# [EXERCISE]
All lines in the data bearing the string "below" should be identified and copied.

# [AVAILABLE DATA]
* * * *

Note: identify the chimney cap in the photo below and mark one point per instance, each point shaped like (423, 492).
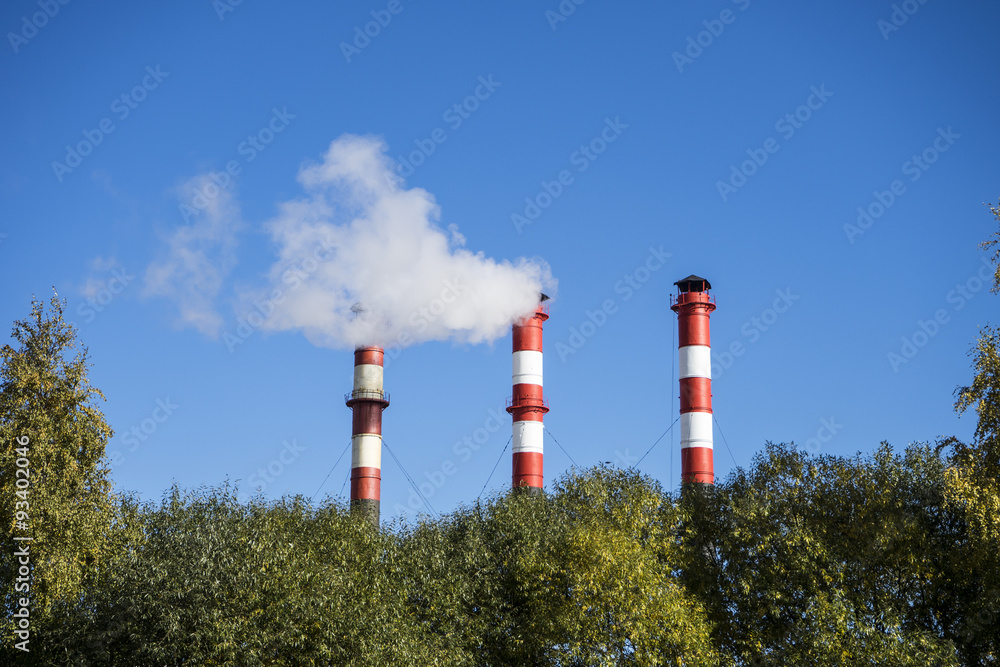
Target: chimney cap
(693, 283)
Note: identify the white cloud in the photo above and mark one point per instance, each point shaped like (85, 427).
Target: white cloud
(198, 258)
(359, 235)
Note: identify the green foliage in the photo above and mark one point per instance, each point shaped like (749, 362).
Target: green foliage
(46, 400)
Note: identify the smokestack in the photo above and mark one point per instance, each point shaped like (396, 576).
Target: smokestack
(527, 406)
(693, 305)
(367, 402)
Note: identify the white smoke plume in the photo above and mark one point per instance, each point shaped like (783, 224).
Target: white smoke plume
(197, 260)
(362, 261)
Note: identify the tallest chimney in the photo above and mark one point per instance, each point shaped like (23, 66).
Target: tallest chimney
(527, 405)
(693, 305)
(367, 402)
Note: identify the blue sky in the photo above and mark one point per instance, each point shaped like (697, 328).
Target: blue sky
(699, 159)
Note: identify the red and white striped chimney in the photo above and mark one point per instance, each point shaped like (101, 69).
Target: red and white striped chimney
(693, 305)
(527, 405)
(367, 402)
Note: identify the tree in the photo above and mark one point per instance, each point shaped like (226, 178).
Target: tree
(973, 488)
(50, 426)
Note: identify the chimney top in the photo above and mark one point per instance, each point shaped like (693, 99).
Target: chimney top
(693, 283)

* * * *

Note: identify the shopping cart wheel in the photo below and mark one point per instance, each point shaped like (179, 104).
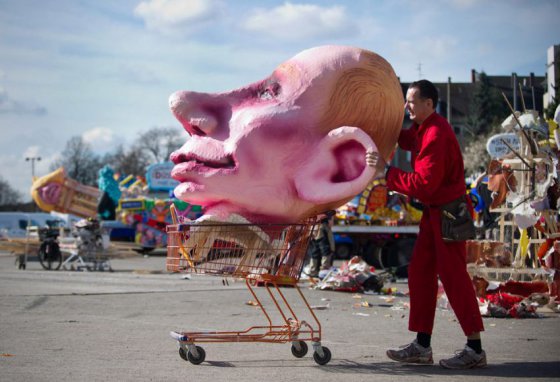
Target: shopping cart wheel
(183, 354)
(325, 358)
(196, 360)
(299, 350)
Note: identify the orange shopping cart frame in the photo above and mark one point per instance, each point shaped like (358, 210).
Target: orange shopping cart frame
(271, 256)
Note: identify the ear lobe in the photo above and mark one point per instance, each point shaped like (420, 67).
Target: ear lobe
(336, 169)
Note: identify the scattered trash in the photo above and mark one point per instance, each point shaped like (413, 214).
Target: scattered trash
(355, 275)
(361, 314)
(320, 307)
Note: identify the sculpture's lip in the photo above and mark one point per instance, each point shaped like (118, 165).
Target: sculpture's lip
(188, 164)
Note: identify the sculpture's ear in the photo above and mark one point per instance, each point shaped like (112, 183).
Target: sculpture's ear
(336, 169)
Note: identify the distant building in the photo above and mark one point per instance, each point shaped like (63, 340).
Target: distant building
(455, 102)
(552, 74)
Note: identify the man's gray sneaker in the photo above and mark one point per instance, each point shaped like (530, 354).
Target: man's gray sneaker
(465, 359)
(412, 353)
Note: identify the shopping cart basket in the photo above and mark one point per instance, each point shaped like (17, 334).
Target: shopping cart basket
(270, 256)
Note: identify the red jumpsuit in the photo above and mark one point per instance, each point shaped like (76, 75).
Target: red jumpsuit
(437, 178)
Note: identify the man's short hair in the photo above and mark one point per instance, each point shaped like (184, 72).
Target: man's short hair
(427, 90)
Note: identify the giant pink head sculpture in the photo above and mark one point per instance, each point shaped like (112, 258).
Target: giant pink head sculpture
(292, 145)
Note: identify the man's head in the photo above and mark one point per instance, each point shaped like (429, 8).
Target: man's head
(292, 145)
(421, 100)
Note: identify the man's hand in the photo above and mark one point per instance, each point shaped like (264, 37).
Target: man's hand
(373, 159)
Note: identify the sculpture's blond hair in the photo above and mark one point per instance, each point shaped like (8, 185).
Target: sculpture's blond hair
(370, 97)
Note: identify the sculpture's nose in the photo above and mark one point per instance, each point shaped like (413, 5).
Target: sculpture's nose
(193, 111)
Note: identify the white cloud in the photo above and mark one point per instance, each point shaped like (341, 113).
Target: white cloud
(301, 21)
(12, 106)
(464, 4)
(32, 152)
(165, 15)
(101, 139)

* * * *

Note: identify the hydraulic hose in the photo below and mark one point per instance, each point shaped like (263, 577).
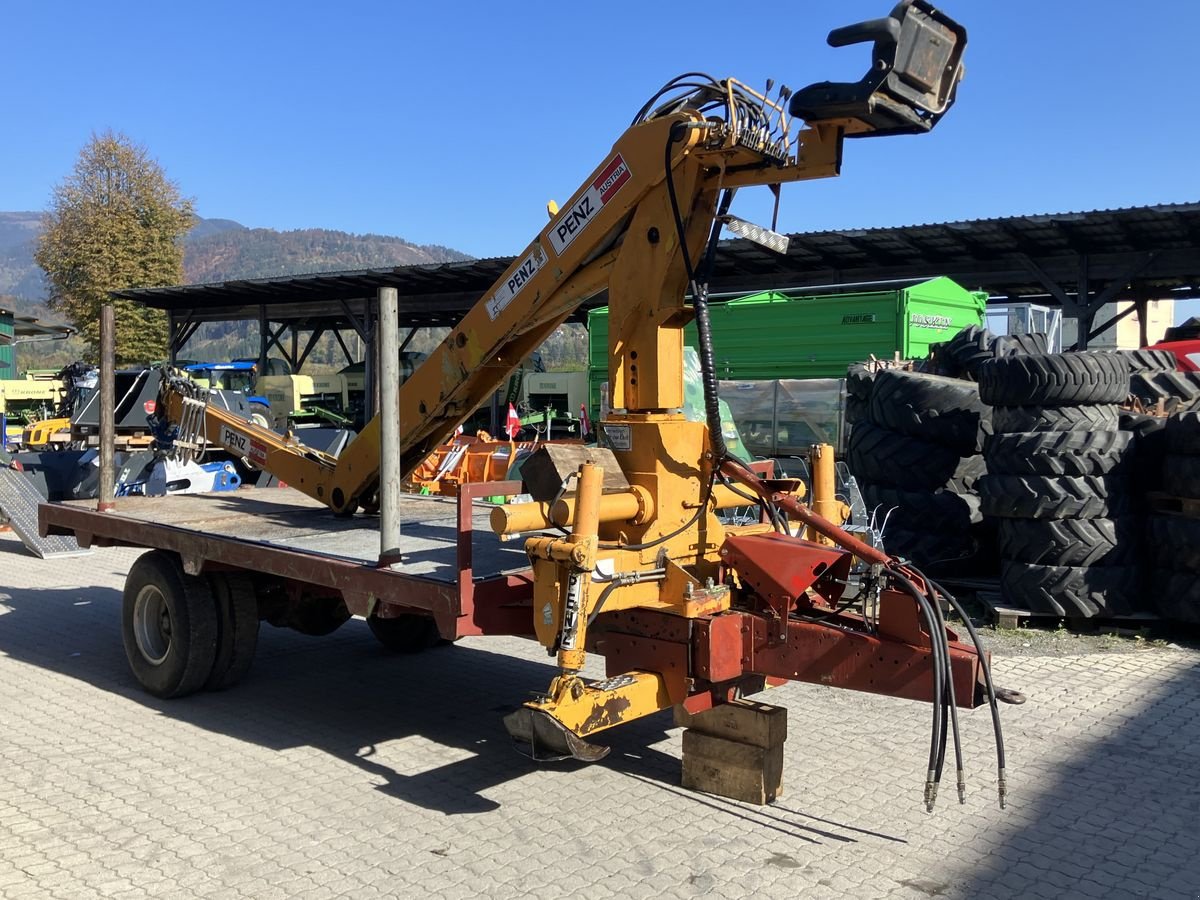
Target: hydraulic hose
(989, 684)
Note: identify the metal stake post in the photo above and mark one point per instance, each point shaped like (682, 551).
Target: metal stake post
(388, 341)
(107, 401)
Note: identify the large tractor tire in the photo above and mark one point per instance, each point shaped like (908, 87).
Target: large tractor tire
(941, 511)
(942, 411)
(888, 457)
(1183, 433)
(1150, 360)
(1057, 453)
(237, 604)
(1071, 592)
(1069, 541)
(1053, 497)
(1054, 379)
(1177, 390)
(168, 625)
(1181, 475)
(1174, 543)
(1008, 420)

* * * *

# [EXERCISE SOLUTION]
Note: identify the chimney cap in the photo below and mark one point per instance, each point shaped like (423, 492).
Note: identify the shopping cart wheel in the photo below and mark one point per instance, each point shaped like (179, 104).
Note: identify the hydraulic hose in the photo below and mark one point per instance, each point shaped like (263, 577).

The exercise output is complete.